▶ [SHORT TASK 1]
Extract the portion of the covariance and contravariance excerpt between "Covariance: Covariance lets" and "array, interface, etc.", inclusive, copying it word for word.
▶ [SHORT TASK 2]
Continue the C# covariance and contravariance excerpt from the point where it stops.

▶ [EXCERPT PROVIDED]
▽
Covariance: Covariance lets you to pass a derived type object where a base type object is expected Covariance can be applied on delegate, generic, array, interface, etc.
Contravariance: Contravariance is applied to parameters. It allows a method with the parameter of a base class to be assigned to a delegate that expects the parameter of a derived class
Have a look at simple example below:
using System;
using System.Collections.Generic;
using System.Linq;
using System.Text;
namespace CovarianceContravarianceDemo
{
//base class
class A
{
}
//derived class
class B : A
{
}
class Program
{
static A Method1(A a)
{
Console.WriteLine("Method1");
return new A();
}
static A Method2(B b)
{
Console.WriteLine("Method2");
return new A();
}
static B Method3(B b)
{
Console.WriteLine("Method3");
return new B();
}
public delegate A MyDelegate(B b);
static void Main(string[] args)
△
▶ [SUPPLIED INFORMATION]
▽
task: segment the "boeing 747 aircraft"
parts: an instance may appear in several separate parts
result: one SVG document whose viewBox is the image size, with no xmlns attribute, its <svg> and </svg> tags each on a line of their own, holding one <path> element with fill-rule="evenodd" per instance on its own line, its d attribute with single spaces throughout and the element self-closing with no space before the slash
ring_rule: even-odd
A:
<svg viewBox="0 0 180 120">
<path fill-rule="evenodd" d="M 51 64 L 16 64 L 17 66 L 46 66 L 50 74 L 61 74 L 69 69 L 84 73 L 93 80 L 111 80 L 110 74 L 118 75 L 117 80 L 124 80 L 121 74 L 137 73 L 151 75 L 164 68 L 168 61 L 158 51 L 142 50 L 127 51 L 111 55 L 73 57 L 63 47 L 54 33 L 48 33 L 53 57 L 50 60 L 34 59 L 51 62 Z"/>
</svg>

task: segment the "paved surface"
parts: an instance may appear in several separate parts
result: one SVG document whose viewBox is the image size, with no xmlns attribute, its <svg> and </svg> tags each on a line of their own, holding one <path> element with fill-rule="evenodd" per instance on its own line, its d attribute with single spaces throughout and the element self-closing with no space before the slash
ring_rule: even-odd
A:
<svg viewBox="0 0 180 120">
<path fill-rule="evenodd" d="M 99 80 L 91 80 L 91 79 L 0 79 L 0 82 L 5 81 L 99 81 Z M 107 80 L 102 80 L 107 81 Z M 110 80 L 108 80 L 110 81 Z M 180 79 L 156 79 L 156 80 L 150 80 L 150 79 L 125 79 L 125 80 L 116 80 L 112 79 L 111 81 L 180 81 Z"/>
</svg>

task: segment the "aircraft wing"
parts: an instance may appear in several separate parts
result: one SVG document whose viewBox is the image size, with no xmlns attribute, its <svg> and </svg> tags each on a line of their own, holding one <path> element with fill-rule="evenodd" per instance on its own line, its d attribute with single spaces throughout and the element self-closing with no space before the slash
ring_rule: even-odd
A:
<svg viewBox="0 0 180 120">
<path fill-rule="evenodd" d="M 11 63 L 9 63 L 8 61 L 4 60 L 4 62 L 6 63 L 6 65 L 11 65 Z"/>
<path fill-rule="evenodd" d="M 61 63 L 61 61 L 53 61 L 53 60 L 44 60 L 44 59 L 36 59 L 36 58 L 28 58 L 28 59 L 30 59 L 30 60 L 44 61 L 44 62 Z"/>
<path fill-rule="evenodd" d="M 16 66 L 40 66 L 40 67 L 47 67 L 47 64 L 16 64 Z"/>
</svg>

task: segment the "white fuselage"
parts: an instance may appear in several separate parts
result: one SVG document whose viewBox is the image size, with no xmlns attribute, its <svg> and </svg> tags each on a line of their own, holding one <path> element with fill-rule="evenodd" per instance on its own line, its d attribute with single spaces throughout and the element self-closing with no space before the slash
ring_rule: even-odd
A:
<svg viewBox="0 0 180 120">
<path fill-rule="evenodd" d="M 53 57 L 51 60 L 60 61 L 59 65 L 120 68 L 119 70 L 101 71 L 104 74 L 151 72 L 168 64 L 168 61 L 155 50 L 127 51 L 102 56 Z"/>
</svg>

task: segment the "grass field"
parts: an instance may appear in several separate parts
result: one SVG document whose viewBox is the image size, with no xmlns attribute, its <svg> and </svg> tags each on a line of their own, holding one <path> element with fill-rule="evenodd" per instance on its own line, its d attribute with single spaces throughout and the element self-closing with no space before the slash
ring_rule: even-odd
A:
△
▶ [TASK OUTPUT 1]
Covariance: Covariance lets you to pass a derived type object where a base type object is expected Covariance can be applied on delegate, generic, array, interface, etc.

▶ [TASK OUTPUT 2]
{
MyDelegate myDel = null;
myDel = Method2;// normal assignment as per parameter and return type
//Covariance, delegate expects a return type of base class
//but we can still assign Method3 that returns derived type and
//Thus, covariance allows you to assign a method to the delegate that has a less derived return type.
myDel = Method3;
A a = myDel(new B());//this will return a more derived type object which can be assigned to base class reference
//Contravariane is applied to parameters.
//Contravariance allows a method with the parameter of a base class to be assigned to a delegate that expects the parameter of a derived class.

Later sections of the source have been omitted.